-- Begin Task input --
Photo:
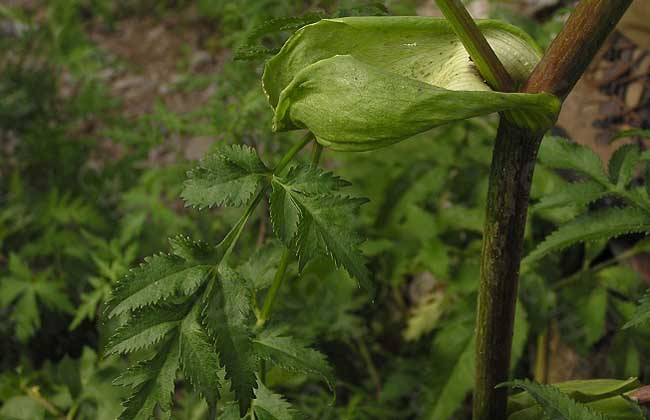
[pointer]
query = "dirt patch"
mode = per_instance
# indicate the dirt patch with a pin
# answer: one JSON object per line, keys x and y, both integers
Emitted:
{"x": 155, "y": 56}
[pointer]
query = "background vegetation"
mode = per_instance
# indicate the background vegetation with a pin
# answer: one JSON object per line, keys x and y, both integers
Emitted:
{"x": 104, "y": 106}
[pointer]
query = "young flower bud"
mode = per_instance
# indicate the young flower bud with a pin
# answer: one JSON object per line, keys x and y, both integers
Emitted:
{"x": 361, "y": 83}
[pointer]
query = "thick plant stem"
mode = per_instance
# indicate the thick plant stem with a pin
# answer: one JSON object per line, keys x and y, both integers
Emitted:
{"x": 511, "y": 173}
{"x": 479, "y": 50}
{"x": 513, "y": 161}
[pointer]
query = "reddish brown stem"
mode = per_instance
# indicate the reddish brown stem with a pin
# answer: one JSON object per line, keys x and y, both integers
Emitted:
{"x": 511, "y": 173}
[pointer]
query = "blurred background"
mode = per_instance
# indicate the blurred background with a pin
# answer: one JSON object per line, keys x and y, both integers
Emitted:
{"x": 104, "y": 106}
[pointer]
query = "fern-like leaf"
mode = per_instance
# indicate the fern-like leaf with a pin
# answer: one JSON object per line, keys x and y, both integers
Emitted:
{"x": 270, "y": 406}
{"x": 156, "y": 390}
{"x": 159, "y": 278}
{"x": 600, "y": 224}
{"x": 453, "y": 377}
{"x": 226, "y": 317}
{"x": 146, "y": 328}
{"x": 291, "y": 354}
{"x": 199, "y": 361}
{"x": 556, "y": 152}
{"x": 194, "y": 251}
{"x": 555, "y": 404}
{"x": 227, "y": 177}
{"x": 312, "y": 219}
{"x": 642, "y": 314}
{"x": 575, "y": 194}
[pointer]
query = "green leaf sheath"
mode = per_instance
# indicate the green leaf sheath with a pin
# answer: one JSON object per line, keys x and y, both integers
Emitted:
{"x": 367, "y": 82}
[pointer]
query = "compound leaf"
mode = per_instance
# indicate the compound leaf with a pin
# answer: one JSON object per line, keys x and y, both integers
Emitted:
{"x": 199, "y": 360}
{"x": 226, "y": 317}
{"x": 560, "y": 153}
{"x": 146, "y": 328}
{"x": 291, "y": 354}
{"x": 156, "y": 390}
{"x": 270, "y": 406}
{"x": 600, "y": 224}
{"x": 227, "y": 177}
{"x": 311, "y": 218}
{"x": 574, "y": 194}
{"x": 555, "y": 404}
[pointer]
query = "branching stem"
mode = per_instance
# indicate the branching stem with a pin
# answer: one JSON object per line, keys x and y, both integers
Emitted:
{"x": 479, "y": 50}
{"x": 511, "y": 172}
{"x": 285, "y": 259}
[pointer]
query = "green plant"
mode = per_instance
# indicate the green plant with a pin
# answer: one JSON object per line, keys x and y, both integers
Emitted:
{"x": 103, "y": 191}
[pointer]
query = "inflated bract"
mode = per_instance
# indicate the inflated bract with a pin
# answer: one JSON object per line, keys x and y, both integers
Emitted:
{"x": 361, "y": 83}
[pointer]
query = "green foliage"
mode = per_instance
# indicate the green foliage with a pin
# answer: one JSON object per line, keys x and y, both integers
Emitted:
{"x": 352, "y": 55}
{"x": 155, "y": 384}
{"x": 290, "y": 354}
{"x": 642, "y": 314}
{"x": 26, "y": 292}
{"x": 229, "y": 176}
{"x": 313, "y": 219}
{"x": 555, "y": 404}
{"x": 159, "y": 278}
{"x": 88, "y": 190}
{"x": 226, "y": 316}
-- End Task input --
**Direction:** Which lines of the listing above contain the word "inflated"? Sift them out and copy each one in full.

**Exercise response:**
query = "inflated bract"
# indicate the inflated bract with a pin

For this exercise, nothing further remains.